#### TEXT SHOWN

Regardless of what might be thought of this representation of the idea of appearance as representation, or as idea, or as truth, it seems to demand reading in light of Benjamin’s image of Adam’s “action of naming things” in Paradise as a direct encounter with things in their intelligibility so that it “confirms the state of paradise as a state in which there is as yet no need to struggle with the communicative significance of words.”3
The struggle with the communicative significance of words — which Benjamin assigns to philosophy, and which is clearly philosophy’s political task — then explicitly characterizes a post-paradisaical state. No linguistic politics in Paradise.

########

PROMPT 1 →
Answer these about the passage on Benjamin and naming:
(a) Whose "action of naming things" in Paradise does Benjamin's image describe?
(b) To what does Benjamin assign the struggle with the communicative significance of words?
(c) What kind of state does that struggle explicitly characterize?
PROMPT 2 → How would the passage on Benjamin and naming go on? Write its next few sentences, starting after "No linguistic politics in Paradise."
The material that follows is separate from the passage on Benjamin and naming.

#### DATA SHOWN

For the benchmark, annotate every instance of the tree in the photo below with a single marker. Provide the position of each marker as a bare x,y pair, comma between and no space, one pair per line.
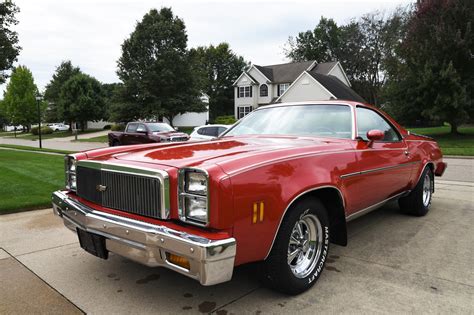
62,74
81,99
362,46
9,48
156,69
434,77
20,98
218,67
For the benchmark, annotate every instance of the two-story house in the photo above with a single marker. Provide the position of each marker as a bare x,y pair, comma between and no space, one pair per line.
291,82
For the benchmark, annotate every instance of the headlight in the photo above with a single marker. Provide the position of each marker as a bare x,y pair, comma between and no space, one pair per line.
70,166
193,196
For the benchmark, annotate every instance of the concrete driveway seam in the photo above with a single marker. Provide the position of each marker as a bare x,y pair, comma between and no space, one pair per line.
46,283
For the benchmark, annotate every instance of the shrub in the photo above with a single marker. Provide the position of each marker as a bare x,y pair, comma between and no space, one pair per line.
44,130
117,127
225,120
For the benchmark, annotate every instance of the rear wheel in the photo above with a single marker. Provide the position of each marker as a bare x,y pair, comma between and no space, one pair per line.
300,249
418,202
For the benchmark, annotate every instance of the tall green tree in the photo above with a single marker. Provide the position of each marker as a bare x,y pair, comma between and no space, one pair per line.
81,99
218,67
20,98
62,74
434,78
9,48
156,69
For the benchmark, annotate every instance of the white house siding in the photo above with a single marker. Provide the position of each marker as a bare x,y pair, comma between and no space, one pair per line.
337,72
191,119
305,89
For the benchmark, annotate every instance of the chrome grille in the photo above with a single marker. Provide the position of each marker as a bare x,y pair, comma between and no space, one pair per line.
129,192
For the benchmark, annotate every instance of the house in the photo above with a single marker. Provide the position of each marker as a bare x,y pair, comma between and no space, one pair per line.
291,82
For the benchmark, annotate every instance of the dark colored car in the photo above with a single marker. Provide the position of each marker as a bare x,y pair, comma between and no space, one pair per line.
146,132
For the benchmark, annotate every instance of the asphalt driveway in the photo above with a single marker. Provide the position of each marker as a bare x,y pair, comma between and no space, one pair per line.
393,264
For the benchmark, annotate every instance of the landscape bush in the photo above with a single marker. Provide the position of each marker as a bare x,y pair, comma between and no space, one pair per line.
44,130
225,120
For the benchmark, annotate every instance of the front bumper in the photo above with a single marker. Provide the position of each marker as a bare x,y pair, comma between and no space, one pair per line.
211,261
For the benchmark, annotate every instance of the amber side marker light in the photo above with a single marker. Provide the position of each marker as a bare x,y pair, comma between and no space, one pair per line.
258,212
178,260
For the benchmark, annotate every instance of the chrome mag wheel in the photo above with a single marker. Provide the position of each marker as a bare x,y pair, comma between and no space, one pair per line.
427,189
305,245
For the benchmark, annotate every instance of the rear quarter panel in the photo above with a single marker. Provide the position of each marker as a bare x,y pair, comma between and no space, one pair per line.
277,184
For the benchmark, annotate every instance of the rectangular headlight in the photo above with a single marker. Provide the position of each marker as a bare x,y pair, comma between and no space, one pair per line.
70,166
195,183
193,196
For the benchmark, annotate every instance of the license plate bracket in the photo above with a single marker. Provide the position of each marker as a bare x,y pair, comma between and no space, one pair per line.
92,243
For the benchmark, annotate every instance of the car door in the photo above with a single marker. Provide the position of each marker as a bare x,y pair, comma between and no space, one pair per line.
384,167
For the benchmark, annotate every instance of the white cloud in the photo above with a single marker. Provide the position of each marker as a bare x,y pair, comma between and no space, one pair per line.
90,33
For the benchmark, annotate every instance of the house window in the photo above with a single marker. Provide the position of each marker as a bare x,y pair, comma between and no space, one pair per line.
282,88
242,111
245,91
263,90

########
#### DATA SHOWN

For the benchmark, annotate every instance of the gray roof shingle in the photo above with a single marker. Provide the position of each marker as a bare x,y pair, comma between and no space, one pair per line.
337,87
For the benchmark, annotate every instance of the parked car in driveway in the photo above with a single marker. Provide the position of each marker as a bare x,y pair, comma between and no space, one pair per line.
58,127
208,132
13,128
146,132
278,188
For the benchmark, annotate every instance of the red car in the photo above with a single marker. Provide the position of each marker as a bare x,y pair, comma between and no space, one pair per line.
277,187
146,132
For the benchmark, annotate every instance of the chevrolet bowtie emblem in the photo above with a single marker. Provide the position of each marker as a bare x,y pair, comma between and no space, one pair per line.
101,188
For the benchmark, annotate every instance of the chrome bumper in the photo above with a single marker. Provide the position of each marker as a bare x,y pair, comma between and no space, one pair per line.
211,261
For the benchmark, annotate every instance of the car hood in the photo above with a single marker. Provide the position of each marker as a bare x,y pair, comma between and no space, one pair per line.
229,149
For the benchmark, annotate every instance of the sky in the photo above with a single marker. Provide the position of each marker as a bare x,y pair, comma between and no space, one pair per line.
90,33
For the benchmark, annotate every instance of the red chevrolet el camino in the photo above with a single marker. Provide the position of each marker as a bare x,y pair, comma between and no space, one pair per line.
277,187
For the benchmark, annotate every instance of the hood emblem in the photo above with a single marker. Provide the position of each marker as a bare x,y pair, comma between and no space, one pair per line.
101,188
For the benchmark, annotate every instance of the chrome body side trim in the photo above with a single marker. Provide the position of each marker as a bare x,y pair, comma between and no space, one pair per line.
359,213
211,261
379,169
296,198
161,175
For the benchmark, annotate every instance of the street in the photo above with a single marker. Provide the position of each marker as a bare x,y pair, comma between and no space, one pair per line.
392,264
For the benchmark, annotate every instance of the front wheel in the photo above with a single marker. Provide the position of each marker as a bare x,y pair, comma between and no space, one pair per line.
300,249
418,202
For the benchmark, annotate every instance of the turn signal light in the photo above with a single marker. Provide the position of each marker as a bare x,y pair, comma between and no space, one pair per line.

########

REPLY 1 →
(a) Adam's.
(b) Philosophy.
(c) A post-paradisaical state.

REPLY 2 →
On the other hand, the struggle with the communicative significance of words might be illustrated pretty well by the problem of the meaning of “die” in Genesis 2:17, 3:3, 3:4, and (negatively) 3:22. There are the coordinates of a paradigmatic story of linguistic politics and bad exegesis, suggesting that whatever fall out of the Paradise in which there was no struggle occurs earlier in the story. Just off stage? Or already with the setting up of an original need to manage communicative significance, in the encounter with a different subject of an encounter of things in their intelligibility.
Anyway, I uploaded my notes on the first few pages of the Origin etc.. Back to work . . .
1 Giorgio Agamben, Idea of Prose, translated by Michael Sullivan and Sam Whitsitt (Albany: SUNY Press, 1995) 122.
2 Agamben, 123.
3 Walter Benjamin, The Origin of German Tragic Drama, translated by John Osborne (London: Verso, 1995) 37.